- _WHAT IS REQUIRED_: Filter the lines below, keeping only those that contain the word "should". Copy each of those lines.

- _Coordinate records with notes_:
-*-*-
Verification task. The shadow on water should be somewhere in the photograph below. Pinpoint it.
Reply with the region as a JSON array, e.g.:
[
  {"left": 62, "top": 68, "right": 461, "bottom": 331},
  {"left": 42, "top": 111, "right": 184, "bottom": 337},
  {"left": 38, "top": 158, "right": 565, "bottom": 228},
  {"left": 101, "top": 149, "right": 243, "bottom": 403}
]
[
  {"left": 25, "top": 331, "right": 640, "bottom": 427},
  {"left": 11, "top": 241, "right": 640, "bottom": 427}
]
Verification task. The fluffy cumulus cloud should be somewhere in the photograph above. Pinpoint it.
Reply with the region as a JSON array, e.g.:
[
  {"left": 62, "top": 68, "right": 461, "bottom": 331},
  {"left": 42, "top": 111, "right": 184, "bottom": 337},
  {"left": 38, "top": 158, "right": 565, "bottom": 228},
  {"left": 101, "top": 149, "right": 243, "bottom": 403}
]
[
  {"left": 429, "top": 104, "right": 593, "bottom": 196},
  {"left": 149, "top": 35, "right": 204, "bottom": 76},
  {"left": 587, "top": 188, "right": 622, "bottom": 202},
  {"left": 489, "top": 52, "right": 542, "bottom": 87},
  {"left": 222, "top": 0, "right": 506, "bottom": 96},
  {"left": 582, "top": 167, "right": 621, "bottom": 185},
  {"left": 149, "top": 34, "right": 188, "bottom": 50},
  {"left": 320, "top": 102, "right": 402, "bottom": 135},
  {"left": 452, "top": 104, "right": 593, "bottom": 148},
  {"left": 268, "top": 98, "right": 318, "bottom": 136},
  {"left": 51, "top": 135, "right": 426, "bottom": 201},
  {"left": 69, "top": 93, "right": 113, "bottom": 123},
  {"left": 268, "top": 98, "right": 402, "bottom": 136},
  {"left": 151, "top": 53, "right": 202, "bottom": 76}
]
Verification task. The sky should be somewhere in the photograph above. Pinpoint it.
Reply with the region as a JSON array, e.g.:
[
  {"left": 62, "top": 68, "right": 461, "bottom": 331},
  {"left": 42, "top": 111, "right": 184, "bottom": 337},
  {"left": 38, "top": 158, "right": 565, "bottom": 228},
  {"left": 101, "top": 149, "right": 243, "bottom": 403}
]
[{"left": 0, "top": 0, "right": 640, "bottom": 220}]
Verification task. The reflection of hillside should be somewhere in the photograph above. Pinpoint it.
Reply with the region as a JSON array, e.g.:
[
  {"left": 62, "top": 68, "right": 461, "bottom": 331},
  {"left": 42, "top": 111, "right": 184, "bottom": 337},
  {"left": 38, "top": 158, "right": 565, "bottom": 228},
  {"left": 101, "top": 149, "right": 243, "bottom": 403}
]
-*-*-
- _ANSWER TO THIS TASK_:
Verification task. The shadow on water should be somewhere in the photograph below. Pinpoint it.
Verification task. The fluffy cumulus cloud should be somewhere in the photograph above. Pinpoint it.
Verification task. The sky should be somewhere in the photograph above. Pinpoint it.
Verification task. The reflection of hillside should be somewhere in the photograph above. Pinpoint it.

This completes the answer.